#### [DATASET CONTENT]
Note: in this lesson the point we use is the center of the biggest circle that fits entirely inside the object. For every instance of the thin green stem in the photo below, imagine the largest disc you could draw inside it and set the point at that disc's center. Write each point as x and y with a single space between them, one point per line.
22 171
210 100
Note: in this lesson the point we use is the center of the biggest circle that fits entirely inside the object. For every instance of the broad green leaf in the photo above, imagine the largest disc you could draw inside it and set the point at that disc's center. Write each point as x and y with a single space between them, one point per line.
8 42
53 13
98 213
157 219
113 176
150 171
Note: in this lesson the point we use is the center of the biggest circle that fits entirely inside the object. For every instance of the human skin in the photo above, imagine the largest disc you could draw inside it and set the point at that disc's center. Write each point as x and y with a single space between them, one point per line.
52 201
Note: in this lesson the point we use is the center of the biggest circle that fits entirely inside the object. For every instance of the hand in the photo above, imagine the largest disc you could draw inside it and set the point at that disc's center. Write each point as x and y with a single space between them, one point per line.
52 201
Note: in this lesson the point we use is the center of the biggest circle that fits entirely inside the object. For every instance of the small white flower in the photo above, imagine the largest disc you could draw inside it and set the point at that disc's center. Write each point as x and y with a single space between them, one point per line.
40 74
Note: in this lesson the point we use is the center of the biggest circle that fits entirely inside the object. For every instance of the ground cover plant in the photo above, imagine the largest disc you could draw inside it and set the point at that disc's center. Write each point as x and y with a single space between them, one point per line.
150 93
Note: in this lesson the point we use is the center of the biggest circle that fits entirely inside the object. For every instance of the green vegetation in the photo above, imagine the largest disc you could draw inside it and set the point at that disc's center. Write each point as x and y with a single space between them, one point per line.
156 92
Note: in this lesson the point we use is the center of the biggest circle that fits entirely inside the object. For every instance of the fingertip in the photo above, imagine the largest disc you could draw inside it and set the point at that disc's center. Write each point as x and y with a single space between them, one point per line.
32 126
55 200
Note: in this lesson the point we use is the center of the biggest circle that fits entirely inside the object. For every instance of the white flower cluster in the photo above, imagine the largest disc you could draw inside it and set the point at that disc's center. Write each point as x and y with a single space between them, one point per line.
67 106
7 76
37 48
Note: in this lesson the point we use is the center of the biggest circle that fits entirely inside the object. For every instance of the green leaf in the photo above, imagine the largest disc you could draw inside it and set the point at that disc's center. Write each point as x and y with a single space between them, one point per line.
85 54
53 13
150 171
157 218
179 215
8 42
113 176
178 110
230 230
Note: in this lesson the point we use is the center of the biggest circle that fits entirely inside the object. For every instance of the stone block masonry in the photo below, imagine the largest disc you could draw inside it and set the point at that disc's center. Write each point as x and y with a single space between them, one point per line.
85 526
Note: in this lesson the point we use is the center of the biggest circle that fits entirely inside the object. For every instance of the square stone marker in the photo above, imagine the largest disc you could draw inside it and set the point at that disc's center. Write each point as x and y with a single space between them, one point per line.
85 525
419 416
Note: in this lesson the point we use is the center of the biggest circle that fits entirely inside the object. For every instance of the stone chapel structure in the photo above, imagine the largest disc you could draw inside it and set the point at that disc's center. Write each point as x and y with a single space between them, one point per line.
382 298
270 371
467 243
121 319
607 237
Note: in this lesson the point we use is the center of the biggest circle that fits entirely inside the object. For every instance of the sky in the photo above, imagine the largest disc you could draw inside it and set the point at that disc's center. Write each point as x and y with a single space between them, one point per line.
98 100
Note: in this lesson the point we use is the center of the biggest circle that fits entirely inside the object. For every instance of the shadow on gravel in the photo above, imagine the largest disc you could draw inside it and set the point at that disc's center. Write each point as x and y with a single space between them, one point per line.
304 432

#### [TO DO]
Restate the final lines of the listing above word for word, beginning at the line that contains "instance of the sky".

#### [OUTPUT OF THE EXERCISE]
Note: in this lesson the point we use is the center of the biggest circle that fits entirely inside the object. For every instance of the sky in the photo above, imagine the largest disc you could draw inside it and set the point at that disc's center. Write each point as x and y with a single space between them, one point per line.
98 100
Note: in this lesson the point we use is the center of the biggest circle that fits entirely inside the object. For every instance of the shadow on gravel in the photo above, imagine the largest disc you could draw inside it and set the point at that disc's center. Write each point as x and y with a single space between them, one point per line.
304 432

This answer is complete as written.